Given task. In the aquarium forum thread below, why does bioch want a 10-gallon tank? Answer in one to three sentences.

Excerpt to read.

══════════════════════════════

I took some more pics today. Tinkered with the frame and decided to add the names as well. I love taking pictures of my tanks, plants, and inhabitants. I will get a much better camera some day, these pictures arent really good quality.


----------



## bioch (Apr 8, 2006)

OMG! It's so pretty. I want a 10 gallon, easy to maintain and light source is also easy to get. That would equal less money.


----------



## GlitcH (Aug 21, 2006)

I love closeups......looks awesome Ryan.


----------



## Jubs (Mar 24, 2006)

Wow is all I can say honestly, this has to be the best 10g I have ever seen the field of depth makes it seem so much bigger! Great layout and choices of plants. 

If you don't mind me asking what messurement of dosing are you doing? What kind of water changes are doing weekly?


----------



## Wood (Jul 27, 2006)

Thanks a lot guys, there has been a lot of time invested in this tank and I am very happy with it. I cannot wait to get my 55 or 29 up and running soon.

══════════════════════════════

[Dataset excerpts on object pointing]
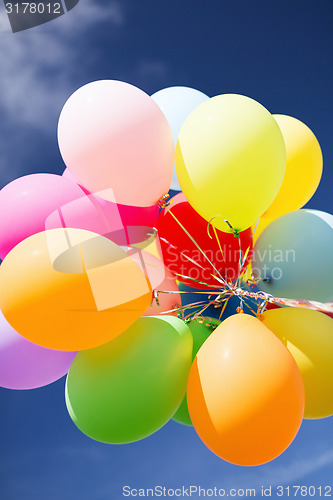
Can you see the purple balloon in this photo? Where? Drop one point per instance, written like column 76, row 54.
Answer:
column 24, row 365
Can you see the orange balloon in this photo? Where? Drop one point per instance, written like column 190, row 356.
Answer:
column 70, row 289
column 245, row 393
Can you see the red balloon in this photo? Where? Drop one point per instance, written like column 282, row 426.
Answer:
column 179, row 251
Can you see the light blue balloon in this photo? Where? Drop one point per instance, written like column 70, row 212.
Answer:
column 177, row 103
column 294, row 256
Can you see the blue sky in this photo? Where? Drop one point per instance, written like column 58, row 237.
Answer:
column 279, row 53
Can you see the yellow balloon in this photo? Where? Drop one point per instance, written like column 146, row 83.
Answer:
column 258, row 228
column 230, row 160
column 304, row 167
column 309, row 337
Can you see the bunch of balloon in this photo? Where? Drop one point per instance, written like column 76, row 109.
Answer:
column 147, row 303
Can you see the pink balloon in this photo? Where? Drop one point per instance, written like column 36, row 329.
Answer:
column 24, row 365
column 27, row 202
column 131, row 216
column 113, row 135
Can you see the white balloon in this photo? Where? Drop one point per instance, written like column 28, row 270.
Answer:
column 177, row 103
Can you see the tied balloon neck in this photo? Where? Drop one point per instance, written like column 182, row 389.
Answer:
column 164, row 201
column 232, row 229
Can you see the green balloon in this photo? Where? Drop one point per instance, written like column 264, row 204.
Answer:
column 130, row 387
column 200, row 329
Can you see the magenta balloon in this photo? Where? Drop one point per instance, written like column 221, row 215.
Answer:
column 24, row 365
column 130, row 216
column 27, row 202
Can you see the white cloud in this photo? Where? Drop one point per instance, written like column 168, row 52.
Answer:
column 38, row 66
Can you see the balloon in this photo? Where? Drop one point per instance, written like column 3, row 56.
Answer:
column 113, row 135
column 245, row 393
column 143, row 217
column 166, row 301
column 230, row 160
column 24, row 365
column 200, row 329
column 177, row 247
column 177, row 103
column 309, row 337
column 70, row 289
column 129, row 388
column 303, row 170
column 294, row 256
column 28, row 202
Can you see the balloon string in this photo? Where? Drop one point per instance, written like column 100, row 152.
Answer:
column 256, row 226
column 196, row 244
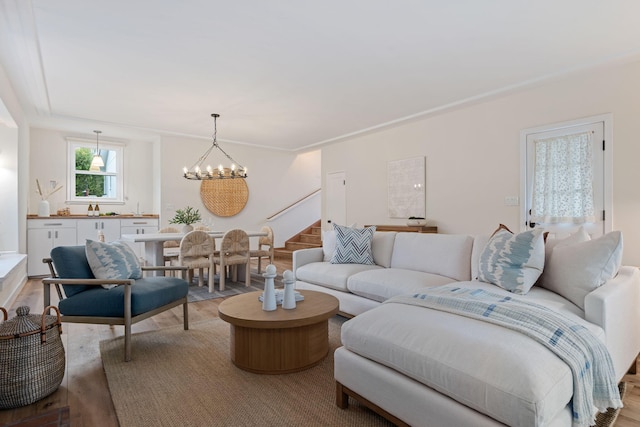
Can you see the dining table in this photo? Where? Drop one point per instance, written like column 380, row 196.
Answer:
column 154, row 242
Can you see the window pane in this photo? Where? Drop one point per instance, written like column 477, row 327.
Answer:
column 96, row 186
column 83, row 159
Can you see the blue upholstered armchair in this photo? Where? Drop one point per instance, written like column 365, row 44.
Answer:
column 85, row 300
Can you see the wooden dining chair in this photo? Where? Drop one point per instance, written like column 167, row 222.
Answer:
column 196, row 252
column 234, row 251
column 265, row 247
column 170, row 248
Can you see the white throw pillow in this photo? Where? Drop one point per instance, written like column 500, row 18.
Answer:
column 512, row 261
column 353, row 245
column 578, row 237
column 574, row 270
column 112, row 261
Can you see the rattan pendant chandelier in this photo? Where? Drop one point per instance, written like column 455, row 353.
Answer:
column 196, row 171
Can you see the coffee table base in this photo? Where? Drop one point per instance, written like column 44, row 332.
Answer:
column 279, row 350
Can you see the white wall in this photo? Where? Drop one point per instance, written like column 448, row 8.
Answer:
column 473, row 154
column 49, row 162
column 276, row 179
column 9, row 188
column 14, row 149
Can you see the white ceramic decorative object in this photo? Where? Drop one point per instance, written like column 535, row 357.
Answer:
column 269, row 295
column 414, row 222
column 44, row 208
column 289, row 300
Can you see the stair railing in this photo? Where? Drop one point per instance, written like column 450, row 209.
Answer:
column 293, row 205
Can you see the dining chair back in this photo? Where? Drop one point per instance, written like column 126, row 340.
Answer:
column 196, row 252
column 265, row 247
column 170, row 248
column 234, row 251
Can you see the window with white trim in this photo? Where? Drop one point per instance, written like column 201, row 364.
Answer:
column 566, row 176
column 104, row 185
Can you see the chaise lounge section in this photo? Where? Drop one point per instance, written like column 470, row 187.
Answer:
column 422, row 366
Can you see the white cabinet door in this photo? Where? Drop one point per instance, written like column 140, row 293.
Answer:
column 89, row 228
column 138, row 226
column 42, row 239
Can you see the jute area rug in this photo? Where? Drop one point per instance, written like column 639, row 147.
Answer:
column 185, row 378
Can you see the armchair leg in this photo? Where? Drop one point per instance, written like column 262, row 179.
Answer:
column 185, row 314
column 200, row 276
column 127, row 323
column 247, row 274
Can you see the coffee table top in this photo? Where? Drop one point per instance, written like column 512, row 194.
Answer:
column 246, row 310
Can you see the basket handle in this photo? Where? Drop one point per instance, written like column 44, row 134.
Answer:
column 43, row 332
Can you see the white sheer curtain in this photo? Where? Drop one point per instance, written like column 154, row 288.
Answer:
column 562, row 186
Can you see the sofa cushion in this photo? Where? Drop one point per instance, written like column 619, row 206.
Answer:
column 443, row 254
column 146, row 294
column 513, row 261
column 331, row 275
column 380, row 285
column 112, row 261
column 576, row 269
column 353, row 245
column 519, row 382
column 71, row 262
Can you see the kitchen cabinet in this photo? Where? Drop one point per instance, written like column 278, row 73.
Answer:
column 44, row 235
column 89, row 228
column 138, row 226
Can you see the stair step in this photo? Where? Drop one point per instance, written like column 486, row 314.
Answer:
column 282, row 253
column 311, row 238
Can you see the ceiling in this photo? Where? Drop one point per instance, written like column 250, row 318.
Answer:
column 290, row 74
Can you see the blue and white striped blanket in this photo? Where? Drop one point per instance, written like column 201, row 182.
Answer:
column 594, row 383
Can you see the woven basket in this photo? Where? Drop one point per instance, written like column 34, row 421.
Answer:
column 32, row 359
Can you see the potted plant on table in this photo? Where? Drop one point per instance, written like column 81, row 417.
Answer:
column 186, row 216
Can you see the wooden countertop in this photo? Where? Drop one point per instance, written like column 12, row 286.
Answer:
column 79, row 216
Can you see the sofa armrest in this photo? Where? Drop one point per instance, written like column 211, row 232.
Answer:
column 166, row 268
column 615, row 307
column 306, row 256
column 46, row 284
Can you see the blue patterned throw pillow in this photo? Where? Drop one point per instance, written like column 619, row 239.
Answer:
column 112, row 261
column 512, row 261
column 353, row 245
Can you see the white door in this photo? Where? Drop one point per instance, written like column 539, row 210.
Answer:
column 596, row 131
column 336, row 200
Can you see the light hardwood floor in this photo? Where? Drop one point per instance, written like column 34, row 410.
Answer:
column 84, row 388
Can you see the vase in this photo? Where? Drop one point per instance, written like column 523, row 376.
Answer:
column 289, row 300
column 44, row 208
column 269, row 295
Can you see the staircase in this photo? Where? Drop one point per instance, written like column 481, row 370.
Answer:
column 310, row 237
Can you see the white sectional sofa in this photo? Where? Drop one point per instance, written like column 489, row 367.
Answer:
column 420, row 366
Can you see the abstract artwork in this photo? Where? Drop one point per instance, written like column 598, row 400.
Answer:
column 406, row 179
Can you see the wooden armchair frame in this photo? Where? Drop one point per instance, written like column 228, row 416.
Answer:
column 127, row 320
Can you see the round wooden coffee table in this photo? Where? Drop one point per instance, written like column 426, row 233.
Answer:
column 280, row 341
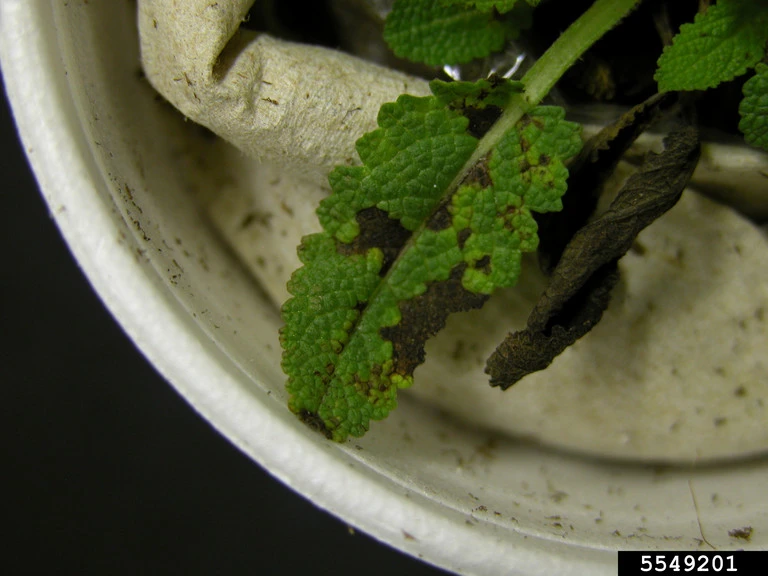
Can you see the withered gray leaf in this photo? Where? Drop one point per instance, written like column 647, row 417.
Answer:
column 579, row 290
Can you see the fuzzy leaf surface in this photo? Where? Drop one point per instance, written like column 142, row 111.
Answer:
column 438, row 34
column 721, row 44
column 754, row 108
column 402, row 247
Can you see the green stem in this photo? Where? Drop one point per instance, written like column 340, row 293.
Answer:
column 567, row 49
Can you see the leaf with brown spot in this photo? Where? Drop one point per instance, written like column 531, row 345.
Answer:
column 414, row 234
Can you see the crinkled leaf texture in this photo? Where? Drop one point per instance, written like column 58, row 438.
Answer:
column 754, row 109
column 403, row 246
column 438, row 33
column 721, row 44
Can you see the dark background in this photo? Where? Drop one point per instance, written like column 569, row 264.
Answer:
column 107, row 470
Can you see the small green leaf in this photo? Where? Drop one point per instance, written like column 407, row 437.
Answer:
column 437, row 34
column 403, row 247
column 721, row 44
column 754, row 108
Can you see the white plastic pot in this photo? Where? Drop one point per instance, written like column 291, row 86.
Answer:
column 127, row 180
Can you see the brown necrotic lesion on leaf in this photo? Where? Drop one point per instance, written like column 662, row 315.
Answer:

══════════════════════════════

Answer. Bioch says a 10-gallon tank is easy to maintain and its light source is easy to get. That would mean spending less money.